National Treasure is based on a theory that the Founding Fathers hid a secret treasure that changed hands from the legendary crusade group, the Knights Templar, to the Free Masons and then ultimately into the hands of the Founding Fathers.

Since he was a child, Benjamin Franklin Gates (Nicolas Cage) has known that he has descended from a family whose job was to guard a treasure hidden by the Founding Fathers, which hid clues to where the treasure is in the country’s money, national monuments and on the back of the Declaration of Independence. Gates, through a betrayal by his business partner Ian Howe (Sean Bean) has learned of Howe’s plot to steal the Declaration. Gates, seeing only one way to protect the Declaration, steals it himself. While trying to put his own scheme together to steal the Declaration, the FBI gets wind of his plan and try to prevent the heist as well.

National Treasure is a very clean and entertaining movie. It is the kind of movie you can watch with anyone and not feel uncomfortable. Even though it is a Disney movie there is still plenty of action and suspense, the only difference is that there is very little obscenities and no gratuitous violence. The movie is at times predictable and at some points borderline unrealistic. For the most part, it keeps your attention and has a very good story line. It is not one that will make the DVD collection, but I would watch it again. I give it 4 out of 5 stars.

Excerpts of bounding box data
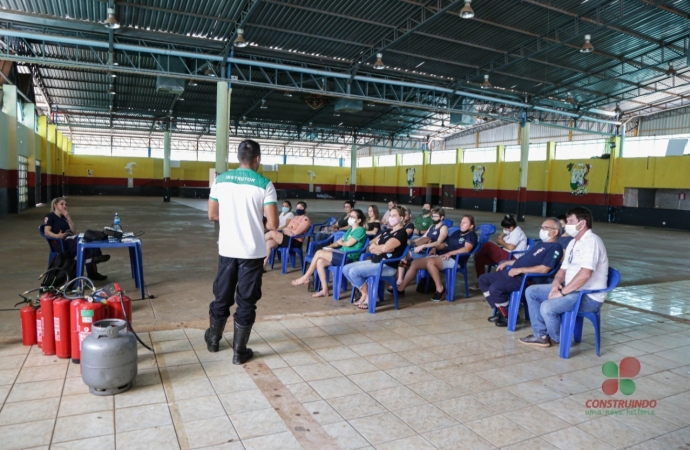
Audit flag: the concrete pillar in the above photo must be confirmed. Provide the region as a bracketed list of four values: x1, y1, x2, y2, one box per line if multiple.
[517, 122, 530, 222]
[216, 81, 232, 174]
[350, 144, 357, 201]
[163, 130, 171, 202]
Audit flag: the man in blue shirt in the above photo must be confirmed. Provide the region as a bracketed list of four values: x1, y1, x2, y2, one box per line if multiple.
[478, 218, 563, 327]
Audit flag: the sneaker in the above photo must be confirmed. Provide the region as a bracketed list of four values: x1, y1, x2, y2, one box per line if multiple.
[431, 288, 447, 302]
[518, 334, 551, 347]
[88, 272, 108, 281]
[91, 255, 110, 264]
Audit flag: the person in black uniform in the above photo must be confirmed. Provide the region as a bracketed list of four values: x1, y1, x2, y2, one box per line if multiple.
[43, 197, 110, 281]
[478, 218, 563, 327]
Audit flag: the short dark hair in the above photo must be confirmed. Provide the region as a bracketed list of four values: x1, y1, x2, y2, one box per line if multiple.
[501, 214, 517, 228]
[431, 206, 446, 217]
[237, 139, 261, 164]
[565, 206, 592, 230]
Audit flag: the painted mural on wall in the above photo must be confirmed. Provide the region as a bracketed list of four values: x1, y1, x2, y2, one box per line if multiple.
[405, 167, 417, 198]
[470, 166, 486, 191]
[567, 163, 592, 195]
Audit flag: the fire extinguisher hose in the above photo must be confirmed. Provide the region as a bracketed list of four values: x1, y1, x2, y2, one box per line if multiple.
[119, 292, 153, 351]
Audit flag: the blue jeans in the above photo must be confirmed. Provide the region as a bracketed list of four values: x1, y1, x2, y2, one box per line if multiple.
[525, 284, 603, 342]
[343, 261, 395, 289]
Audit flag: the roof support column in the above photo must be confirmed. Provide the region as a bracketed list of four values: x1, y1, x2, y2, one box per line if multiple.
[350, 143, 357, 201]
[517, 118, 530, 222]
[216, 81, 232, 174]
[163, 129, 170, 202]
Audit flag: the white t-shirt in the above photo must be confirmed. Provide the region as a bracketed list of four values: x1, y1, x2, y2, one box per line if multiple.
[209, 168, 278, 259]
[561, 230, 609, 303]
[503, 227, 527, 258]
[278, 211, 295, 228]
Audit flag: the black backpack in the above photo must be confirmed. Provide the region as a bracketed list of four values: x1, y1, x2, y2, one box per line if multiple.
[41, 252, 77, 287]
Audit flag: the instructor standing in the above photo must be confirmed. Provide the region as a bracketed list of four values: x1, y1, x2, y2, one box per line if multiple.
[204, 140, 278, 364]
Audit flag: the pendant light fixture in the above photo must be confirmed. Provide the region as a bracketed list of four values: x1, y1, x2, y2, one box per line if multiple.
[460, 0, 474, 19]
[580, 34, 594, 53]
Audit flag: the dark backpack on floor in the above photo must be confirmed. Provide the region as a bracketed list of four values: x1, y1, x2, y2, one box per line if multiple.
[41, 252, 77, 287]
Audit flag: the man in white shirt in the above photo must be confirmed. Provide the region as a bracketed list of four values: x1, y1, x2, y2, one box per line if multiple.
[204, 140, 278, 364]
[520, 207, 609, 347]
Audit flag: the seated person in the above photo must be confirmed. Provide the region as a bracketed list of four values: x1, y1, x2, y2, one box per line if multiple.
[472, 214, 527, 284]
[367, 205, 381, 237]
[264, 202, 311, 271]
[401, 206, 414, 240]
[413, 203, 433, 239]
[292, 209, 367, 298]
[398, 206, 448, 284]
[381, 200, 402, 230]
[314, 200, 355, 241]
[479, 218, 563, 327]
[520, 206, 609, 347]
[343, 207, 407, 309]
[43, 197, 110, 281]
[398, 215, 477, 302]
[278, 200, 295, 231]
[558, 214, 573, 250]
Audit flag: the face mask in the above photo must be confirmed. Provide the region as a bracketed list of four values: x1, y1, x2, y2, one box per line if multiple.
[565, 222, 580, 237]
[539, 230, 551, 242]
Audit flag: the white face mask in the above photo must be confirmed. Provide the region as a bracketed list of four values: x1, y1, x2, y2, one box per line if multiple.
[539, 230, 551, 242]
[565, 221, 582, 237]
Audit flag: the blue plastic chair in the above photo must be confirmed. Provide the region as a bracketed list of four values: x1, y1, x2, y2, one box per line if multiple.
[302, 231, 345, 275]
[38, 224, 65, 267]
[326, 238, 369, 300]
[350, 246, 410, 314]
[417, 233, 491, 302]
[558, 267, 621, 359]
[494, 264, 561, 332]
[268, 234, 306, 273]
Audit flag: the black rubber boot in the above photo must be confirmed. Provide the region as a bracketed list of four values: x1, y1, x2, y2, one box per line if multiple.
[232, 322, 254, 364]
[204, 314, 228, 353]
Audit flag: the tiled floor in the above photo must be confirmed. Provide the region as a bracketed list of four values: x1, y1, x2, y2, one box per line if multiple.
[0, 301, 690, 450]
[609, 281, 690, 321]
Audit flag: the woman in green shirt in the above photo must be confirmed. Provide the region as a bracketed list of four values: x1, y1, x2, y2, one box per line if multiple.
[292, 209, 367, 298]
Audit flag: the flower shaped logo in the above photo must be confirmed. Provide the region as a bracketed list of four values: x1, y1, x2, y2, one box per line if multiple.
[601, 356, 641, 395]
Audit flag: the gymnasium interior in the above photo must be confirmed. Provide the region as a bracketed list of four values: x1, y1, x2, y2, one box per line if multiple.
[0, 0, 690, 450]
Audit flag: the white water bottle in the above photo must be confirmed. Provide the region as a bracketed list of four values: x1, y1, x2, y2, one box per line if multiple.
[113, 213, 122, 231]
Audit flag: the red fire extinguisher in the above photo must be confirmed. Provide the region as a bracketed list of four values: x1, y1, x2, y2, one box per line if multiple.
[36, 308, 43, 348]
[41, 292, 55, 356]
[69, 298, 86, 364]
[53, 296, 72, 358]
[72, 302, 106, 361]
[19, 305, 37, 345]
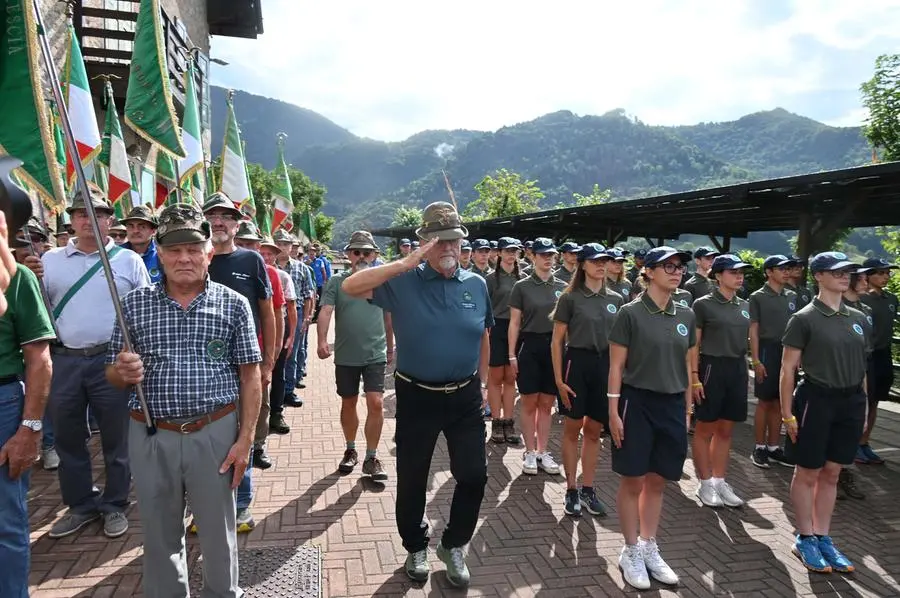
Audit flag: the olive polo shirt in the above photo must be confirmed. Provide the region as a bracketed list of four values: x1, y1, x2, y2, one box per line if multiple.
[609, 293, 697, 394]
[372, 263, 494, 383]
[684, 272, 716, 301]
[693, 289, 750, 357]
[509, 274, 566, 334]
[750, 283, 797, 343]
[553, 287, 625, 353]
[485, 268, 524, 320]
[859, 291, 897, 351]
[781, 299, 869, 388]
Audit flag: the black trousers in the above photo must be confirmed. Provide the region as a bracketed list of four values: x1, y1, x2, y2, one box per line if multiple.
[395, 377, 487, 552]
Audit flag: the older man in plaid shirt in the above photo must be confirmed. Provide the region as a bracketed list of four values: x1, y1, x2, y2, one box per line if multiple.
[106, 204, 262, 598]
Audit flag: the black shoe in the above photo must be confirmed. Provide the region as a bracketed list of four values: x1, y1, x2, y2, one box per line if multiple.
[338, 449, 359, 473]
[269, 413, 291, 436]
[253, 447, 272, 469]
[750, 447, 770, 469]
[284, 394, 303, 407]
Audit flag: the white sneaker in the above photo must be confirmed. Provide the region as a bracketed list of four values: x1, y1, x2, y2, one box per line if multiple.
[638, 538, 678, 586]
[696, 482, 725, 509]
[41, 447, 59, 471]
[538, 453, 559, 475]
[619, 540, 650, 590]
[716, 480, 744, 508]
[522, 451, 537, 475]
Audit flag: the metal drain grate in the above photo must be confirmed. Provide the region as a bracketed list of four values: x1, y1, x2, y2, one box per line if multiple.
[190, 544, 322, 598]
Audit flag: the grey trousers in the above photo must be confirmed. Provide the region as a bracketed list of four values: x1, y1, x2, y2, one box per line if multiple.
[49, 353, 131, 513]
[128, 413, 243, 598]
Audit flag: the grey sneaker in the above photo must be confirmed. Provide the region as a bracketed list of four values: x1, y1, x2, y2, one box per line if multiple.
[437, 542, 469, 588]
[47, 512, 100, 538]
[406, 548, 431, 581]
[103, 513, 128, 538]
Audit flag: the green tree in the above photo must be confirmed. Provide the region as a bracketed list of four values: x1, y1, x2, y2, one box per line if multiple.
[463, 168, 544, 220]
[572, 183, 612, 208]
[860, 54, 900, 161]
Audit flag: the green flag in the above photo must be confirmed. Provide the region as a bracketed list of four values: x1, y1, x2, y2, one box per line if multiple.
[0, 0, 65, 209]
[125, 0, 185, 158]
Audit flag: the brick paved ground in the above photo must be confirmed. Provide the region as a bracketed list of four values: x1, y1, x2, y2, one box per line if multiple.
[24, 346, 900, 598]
* * *
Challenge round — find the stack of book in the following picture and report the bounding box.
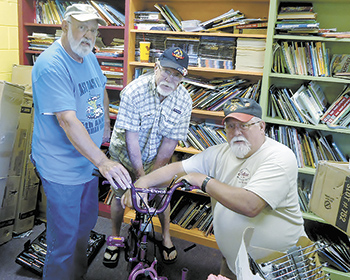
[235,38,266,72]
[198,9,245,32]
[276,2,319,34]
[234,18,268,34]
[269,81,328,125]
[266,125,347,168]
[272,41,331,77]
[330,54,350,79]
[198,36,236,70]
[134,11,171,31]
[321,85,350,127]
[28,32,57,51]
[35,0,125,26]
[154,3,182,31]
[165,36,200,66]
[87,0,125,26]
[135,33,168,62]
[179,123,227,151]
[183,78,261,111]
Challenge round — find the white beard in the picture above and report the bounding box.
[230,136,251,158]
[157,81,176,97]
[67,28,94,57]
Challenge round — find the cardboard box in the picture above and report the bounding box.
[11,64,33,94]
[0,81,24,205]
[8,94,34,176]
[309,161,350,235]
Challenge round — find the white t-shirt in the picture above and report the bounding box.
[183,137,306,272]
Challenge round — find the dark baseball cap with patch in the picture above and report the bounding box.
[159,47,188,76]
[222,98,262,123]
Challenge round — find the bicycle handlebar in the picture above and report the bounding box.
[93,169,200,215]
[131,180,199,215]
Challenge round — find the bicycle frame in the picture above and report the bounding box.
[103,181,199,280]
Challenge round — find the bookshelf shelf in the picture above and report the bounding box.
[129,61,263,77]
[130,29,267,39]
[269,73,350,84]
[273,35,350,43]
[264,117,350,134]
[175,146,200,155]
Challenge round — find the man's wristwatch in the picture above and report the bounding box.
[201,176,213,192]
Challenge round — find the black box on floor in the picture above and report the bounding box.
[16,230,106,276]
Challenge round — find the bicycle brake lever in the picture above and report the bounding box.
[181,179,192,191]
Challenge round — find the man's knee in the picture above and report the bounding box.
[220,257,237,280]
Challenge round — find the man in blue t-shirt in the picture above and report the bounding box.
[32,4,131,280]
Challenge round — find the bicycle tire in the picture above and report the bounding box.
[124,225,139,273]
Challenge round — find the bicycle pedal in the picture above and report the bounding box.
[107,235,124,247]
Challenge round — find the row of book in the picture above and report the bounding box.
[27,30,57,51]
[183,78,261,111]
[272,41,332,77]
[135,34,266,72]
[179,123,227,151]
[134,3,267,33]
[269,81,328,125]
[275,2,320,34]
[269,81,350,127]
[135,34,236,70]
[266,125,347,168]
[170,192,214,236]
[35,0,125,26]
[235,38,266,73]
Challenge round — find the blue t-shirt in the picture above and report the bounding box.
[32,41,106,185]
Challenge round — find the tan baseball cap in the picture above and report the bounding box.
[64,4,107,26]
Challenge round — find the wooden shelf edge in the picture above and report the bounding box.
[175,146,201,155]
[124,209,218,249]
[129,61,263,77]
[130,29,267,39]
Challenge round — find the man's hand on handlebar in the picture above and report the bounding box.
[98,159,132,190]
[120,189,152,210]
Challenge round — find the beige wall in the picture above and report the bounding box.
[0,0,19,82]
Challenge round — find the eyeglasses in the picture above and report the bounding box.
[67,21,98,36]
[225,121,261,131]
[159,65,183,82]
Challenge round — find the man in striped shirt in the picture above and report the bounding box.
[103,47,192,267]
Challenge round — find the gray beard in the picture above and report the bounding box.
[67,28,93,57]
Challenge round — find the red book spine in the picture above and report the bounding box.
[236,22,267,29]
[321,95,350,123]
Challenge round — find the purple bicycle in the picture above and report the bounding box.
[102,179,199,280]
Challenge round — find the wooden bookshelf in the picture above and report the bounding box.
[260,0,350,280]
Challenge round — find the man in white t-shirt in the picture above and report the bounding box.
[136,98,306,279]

» Things to do
(1) Transcribe the National Treasure review from "National Treasure is based" to "heist as well.".
(2) According to the National Treasure review, where did the Founding Fathers hide clues to the treasure's location? List every place named.
(3) For each statement, state whether the National Treasure review supports it, and quote the words that decide it: (a) The reviewer says the film has no gratuitous violence. (b) The reviewer intends to add the movie to a DVD collection. (c) Ian Howe is Gates's business partner.

» Outputs for the tasks
(1)
National Treasure is based on a theory that the Founding Fathers hid a secret treasure that changed hands from the legendary crusade group, the Knights Templar, to the Free Masons and then ultimately into the hands of the Founding Fathers.

Since he was a child, Benjamin Franklin Gates (Nicolas Cage) has known that he has descended from a family whose job was to guard a treasure hidden by the Founding Fathers, which hid clues to where the treasure is in the country’s money, national monuments and on the back of the Declaration of Independence. Gates, through a betrayal by his business partner Ian Howe (Sean Bean) has learned of Howe’s plot to steal the Declaration. Gates, seeing only one way to protect the Declaration, steals it himself. While trying to put his own scheme together to steal the Declaration, the FBI gets wind of his plan and try to prevent the heist as well.

(2) The country's money, national monuments, and the back of the Declaration of Independence.

(3)
(a) Yes: "no gratuitous violence"
(b) No: "It is not one that will make the DVD collection"
(c) Yes: "his business partner Ian Howe (Sean Bean)"